* Start *
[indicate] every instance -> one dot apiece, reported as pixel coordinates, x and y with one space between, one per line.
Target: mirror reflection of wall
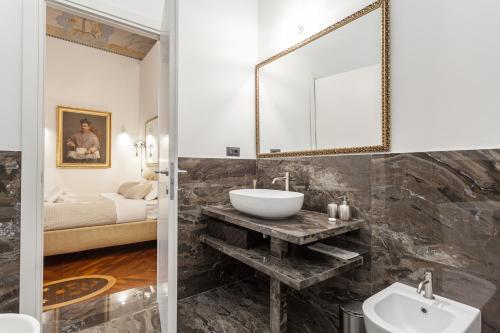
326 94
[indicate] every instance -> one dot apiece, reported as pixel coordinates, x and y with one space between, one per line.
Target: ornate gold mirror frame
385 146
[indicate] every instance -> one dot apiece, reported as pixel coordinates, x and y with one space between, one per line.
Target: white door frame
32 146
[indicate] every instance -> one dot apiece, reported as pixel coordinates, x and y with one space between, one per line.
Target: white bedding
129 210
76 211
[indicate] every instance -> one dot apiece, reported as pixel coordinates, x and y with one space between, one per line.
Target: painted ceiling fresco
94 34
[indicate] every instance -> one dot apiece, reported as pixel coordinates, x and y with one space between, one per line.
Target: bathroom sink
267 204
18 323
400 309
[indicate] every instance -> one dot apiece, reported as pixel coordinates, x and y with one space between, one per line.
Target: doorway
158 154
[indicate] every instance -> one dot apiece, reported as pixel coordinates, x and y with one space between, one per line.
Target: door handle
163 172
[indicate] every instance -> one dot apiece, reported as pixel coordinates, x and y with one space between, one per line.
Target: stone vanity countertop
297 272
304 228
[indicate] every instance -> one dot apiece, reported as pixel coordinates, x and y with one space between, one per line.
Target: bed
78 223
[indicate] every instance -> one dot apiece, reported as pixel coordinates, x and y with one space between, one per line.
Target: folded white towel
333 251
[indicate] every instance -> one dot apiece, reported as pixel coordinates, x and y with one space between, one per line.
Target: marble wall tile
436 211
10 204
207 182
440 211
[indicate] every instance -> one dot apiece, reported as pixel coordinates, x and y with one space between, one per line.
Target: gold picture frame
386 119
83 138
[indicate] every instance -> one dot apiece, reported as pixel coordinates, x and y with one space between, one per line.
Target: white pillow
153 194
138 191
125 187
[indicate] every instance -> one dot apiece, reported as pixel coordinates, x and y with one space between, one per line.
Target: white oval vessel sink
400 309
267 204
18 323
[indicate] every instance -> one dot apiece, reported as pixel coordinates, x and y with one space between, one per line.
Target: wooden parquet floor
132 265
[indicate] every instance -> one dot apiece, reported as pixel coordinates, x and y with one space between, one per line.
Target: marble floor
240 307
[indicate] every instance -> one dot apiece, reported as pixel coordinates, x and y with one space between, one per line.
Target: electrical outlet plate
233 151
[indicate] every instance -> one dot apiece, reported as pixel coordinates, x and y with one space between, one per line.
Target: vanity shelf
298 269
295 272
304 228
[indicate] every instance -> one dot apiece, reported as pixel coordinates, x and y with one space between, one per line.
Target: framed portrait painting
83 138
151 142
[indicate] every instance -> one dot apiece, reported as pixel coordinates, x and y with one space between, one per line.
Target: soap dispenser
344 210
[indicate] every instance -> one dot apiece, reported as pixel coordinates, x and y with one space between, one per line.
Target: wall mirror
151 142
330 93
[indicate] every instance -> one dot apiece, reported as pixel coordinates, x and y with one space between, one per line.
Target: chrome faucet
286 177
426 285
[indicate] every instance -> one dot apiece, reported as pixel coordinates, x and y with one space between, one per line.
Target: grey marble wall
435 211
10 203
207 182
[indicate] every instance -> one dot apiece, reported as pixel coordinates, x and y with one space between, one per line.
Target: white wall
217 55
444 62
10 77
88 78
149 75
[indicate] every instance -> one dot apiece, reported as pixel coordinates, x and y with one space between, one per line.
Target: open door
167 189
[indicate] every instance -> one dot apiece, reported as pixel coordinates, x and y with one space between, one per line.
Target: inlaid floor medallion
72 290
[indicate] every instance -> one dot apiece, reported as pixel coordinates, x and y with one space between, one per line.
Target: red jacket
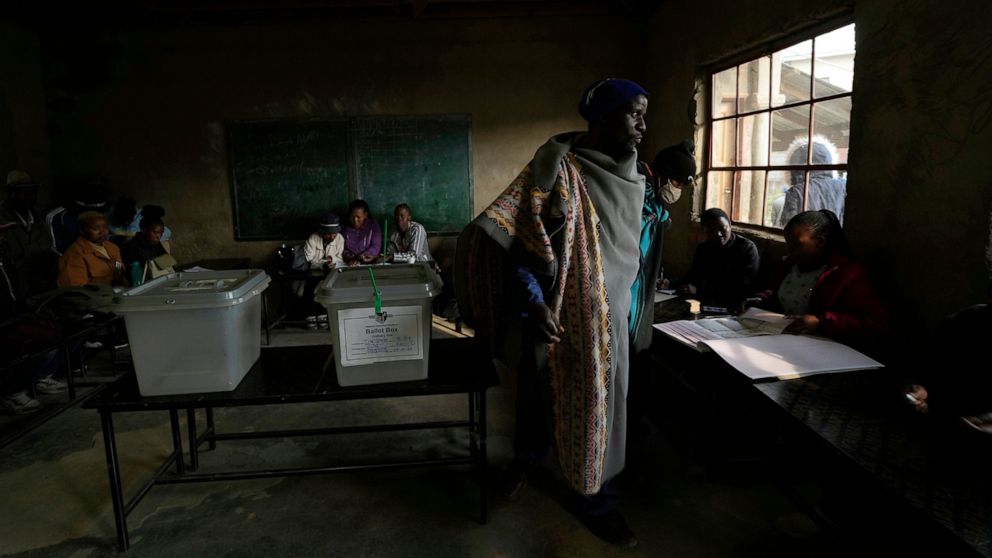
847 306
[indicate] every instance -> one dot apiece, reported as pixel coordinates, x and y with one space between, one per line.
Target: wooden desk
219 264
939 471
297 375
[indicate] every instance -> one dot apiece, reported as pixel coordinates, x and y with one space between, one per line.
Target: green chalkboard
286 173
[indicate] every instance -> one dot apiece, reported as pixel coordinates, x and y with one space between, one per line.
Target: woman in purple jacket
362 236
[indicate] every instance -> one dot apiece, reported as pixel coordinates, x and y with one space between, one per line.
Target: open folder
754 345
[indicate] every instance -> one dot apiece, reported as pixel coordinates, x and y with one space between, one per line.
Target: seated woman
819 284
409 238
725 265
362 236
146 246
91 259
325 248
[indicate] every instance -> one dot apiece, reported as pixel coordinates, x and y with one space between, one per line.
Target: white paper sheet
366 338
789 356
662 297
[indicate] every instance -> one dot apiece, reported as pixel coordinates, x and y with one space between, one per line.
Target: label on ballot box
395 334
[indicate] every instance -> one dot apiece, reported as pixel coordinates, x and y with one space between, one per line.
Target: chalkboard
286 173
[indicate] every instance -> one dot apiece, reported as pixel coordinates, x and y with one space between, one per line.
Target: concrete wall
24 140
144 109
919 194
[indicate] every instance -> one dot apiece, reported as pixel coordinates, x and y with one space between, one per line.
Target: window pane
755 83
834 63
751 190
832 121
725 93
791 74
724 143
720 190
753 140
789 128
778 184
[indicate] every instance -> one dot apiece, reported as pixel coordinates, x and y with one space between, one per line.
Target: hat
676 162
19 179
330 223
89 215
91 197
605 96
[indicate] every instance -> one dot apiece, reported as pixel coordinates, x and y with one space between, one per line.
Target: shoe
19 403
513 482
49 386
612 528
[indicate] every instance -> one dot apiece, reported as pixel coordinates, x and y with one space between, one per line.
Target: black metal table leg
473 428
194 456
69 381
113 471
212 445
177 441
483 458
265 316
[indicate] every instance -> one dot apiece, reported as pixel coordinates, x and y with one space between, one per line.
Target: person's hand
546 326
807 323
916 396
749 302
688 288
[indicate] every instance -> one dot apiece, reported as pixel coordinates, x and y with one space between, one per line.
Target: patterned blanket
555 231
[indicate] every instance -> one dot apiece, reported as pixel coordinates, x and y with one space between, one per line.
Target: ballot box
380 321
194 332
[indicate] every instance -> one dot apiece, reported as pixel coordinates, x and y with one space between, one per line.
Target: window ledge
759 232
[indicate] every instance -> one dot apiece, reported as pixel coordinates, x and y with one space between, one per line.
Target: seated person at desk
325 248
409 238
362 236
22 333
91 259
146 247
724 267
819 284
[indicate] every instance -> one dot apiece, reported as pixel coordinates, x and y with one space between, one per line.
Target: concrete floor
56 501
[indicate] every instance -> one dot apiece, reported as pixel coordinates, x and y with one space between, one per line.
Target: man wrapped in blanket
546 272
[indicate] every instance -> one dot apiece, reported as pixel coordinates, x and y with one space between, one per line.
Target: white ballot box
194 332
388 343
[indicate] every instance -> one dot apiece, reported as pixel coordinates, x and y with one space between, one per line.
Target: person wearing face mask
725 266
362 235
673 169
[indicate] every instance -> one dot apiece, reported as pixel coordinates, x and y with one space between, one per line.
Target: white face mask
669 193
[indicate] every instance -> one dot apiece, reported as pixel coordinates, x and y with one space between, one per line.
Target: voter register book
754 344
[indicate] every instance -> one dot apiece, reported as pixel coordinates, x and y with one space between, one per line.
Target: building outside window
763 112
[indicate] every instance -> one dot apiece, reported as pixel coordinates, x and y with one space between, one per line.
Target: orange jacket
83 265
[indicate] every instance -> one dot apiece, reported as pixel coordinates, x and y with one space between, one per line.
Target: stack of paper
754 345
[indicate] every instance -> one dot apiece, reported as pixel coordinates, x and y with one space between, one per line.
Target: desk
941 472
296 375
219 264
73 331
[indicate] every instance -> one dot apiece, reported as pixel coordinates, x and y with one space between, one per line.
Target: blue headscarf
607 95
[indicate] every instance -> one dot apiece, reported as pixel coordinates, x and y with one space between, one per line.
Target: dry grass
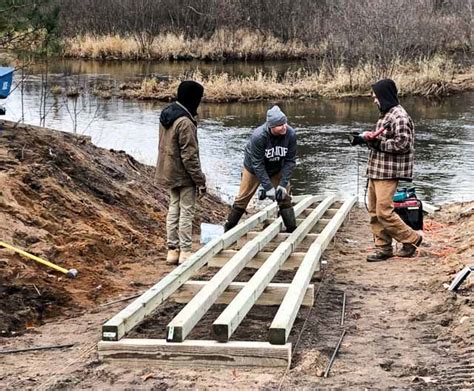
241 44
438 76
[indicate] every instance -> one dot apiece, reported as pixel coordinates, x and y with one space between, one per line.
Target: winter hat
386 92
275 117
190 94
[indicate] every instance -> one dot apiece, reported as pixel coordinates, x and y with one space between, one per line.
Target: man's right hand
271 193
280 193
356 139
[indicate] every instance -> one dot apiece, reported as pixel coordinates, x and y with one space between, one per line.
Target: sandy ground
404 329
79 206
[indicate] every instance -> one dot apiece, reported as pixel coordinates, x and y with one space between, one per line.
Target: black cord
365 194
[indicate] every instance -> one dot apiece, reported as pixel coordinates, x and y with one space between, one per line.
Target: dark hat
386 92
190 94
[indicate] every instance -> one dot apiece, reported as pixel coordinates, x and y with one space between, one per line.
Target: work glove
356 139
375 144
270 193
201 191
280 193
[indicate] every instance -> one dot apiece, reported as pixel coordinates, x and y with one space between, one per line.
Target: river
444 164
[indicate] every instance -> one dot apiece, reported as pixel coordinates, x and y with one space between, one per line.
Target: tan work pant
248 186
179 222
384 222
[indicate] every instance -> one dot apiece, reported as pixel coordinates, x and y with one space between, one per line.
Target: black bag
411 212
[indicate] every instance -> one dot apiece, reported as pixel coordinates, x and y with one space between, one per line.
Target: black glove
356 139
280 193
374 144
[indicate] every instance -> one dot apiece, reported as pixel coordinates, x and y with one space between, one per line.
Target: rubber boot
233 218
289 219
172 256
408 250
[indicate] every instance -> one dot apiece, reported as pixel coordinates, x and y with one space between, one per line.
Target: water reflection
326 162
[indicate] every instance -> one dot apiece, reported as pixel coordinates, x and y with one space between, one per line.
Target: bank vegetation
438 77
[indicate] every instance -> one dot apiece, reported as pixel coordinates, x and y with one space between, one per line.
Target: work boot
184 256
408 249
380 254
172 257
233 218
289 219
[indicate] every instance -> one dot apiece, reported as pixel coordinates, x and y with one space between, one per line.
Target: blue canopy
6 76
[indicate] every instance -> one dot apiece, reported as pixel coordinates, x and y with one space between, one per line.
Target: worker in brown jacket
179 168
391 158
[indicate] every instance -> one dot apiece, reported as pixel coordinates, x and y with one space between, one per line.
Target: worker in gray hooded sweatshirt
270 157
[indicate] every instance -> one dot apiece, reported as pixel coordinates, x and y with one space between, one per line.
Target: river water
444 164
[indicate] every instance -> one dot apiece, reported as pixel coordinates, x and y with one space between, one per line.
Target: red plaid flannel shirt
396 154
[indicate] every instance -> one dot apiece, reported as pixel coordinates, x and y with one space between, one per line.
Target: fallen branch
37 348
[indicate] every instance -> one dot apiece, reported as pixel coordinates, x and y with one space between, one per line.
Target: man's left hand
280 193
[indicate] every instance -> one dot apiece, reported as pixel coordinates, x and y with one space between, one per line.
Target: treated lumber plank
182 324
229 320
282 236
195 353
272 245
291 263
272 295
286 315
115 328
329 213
* End *
__What this task involves__: Pull out every line in the records above that contains the word "vanity", matching its case exactly.

__Exercise output__:
Target: stone vanity countertop
Target: vanity shelf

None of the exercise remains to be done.